Dataset extract:
************
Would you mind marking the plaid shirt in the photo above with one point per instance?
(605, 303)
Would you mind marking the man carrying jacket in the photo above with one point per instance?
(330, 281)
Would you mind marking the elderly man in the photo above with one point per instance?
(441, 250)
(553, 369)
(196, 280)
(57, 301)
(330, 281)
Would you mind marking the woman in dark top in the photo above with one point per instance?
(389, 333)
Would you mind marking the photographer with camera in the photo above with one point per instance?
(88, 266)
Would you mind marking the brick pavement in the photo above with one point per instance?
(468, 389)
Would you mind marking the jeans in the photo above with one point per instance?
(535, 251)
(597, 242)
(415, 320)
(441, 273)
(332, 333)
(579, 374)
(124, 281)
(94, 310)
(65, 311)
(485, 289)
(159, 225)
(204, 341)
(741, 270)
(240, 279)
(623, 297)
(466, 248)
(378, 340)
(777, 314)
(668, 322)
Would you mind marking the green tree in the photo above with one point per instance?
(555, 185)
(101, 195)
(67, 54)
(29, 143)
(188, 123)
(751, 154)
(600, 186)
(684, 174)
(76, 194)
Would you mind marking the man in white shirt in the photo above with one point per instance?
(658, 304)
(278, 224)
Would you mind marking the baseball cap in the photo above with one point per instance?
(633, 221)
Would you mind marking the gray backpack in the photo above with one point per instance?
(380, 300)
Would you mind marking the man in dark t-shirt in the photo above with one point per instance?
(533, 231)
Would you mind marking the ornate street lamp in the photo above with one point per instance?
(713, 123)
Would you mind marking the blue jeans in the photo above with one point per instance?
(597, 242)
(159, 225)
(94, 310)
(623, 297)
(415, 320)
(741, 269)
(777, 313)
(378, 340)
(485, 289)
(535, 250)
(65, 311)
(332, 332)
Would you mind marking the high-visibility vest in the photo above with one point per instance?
************
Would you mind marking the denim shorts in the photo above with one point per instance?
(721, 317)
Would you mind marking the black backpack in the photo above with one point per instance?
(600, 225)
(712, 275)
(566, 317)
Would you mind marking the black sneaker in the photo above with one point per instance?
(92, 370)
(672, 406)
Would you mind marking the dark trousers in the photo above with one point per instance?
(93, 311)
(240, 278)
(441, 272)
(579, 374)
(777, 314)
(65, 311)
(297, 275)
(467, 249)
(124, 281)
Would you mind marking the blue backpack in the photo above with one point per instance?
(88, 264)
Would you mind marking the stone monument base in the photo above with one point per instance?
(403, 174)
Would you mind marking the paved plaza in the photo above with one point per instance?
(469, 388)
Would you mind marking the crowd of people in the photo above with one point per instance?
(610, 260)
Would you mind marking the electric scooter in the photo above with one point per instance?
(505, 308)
************
What to produce:
Rewrite the stretch of records above, from the line containing "Would you mind marking the jeans" through the line containing "Would you mind marking the high-visibility", as a numbered list, omitting any blank lines.

Task answer:
1. Would you mind marking the jeans in the photo above with one point per instance?
2. (535, 251)
3. (597, 242)
4. (415, 320)
5. (441, 273)
6. (332, 333)
7. (579, 374)
8. (124, 281)
9. (94, 310)
10. (65, 311)
11. (485, 289)
12. (159, 225)
13. (204, 341)
14. (741, 270)
15. (240, 279)
16. (623, 297)
17. (466, 248)
18. (378, 340)
19. (777, 314)
20. (668, 322)
21. Would you mind marking the green tree in the photo above with one point per instance?
22. (555, 185)
23. (101, 195)
24. (67, 54)
25. (29, 143)
26. (188, 123)
27. (751, 154)
28. (600, 186)
29. (684, 174)
30. (76, 194)
31. Would you mind marking the man in white shirt in the photo above with one point per instance?
32. (658, 304)
33. (278, 224)
34. Would you mind marking the baseball cap in the photo above with one point per instance?
35. (633, 221)
36. Would you mind marking the gray backpack in the photo above with one point per instance?
37. (380, 300)
38. Would you mind marking the man in dark t-shirt in the photo above with one point per instance?
39. (533, 231)
40. Would you mind marking the ornate street lamp in the photo above with one point per instance?
41. (713, 123)
42. Would you mind marking the blue jeans in the photo above with one point per instance?
43. (597, 242)
44. (159, 225)
45. (94, 310)
46. (623, 297)
47. (415, 320)
48. (741, 269)
49. (777, 313)
50. (378, 340)
51. (485, 289)
52. (535, 250)
53. (65, 311)
54. (332, 332)
55. Would you mind marking the high-visibility vest in the photo above with one point per instance?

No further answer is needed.